• [Request]:
Extract the complete text on synchronizing shared variables in concurrent code, reproducing it word for word.

• [Text to read]:
When you want to write concurrent code with separate operations updating the same variables, you have to think very carefully about synchronization of these external variables. See the Synchronization section of the Threading Programming Guide for a discussion of a variety of different locking mechanism that address this problem. Or you can define another dedicate serial queue for synchronizing the values as discussed in Eliminating Lock-Based Code of the Concurrency Programming Guide.
Finally, when thinking about synchronization, you can always step back and ask yourself whether the cost of doing all of this synchronization of these variables is really necessary (because there is a performance hit when synchronizing, even if you don't have contention issues). For example, although it might seem counter-intuitive, it might be faster to not try to update to minY and maxY at all during these operations, eliminating the need for synchronization. You could forgo the calculation of those two variables for the range of y values as the calculations are being done, but just wait until all of the operations are done and then do one final iteration through the entire result set and calculate the min and max then. This is an approach that you can verify empirically, where you might want to try it both with locks (or other synchronization method) and then again, calculating the range of values as a single operation at the very end where locks wouldn't be necessary. Surprisingly, sometimes adding the extra loop at the end (and thereby eliminating the need to synchronize) can be faster.

Records from a data source

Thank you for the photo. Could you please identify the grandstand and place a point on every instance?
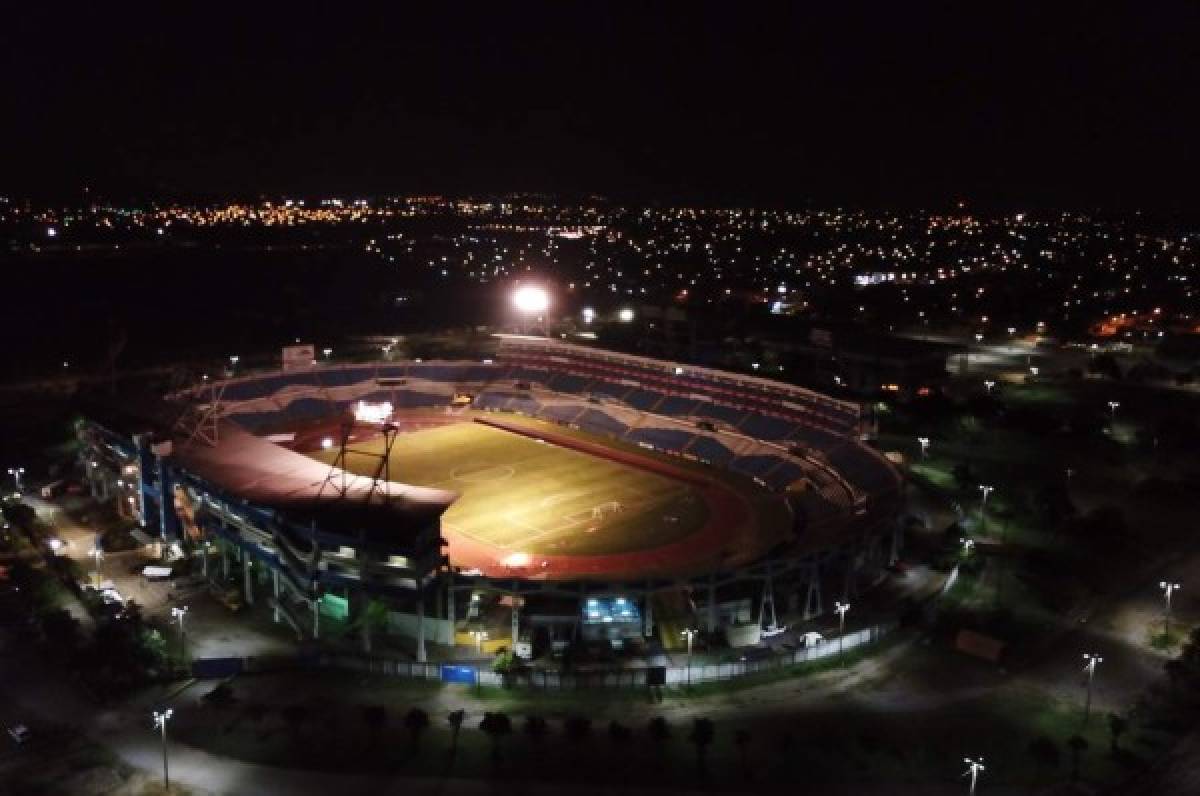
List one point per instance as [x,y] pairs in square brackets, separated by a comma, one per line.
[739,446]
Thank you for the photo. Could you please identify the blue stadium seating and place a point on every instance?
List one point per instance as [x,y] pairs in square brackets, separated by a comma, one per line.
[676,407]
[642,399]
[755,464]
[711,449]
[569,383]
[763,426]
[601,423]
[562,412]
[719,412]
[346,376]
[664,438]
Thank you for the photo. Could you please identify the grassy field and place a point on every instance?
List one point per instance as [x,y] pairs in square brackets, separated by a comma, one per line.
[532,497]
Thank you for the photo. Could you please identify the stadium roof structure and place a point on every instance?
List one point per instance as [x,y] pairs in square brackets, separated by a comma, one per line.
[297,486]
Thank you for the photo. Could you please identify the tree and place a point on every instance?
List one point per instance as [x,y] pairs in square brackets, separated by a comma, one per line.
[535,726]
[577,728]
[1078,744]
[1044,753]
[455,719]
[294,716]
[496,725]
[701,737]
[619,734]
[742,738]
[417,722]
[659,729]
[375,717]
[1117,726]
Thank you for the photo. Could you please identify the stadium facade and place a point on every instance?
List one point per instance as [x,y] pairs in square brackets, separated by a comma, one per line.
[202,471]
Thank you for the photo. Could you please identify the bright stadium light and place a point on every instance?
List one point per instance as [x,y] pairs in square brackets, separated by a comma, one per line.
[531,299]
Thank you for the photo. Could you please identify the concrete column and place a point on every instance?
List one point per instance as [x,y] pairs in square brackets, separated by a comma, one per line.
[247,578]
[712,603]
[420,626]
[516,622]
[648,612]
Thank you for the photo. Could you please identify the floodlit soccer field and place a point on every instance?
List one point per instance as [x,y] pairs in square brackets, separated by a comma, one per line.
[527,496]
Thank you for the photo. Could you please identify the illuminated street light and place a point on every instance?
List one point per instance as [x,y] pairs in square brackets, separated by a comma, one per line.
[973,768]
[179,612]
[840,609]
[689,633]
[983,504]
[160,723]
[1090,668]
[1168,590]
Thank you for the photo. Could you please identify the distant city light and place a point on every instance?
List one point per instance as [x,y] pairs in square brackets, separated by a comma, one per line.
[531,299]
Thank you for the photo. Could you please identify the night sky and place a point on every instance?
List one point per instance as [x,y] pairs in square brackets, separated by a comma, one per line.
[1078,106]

• [Correct result]:
When you want to write concurrent code with separate operations updating the same variables, you have to think very carefully about synchronization of these external variables. See the Synchronization section of the Threading Programming Guide for a discussion of a variety of different locking mechanism that address this problem. Or you can define another dedicate serial queue for synchronizing the values as discussed in Eliminating Lock-Based Code of the Concurrency Programming Guide.
Finally, when thinking about synchronization, you can always step back and ask yourself whether the cost of doing all of this synchronization of these variables is really necessary (because there is a performance hit when synchronizing, even if you don't have contention issues). For example, although it might seem counter-intuitive, it might be faster to not try to update to minY and maxY at all during these operations, eliminating the need for synchronization. You could forgo the calculation of those two variables for the range of y values as the calculations are being done, but just wait until all of the operations are done and then do one final iteration through the entire result set and calculate the min and max then. This is an approach that you can verify empirically, where you might want to try it both with locks (or other synchronization method) and then again, calculating the range of values as a single operation at the very end where locks wouldn't be necessary. Surprisingly, sometimes adding the extra loop at the end (and thereby eliminating the need to synchronize) can be faster.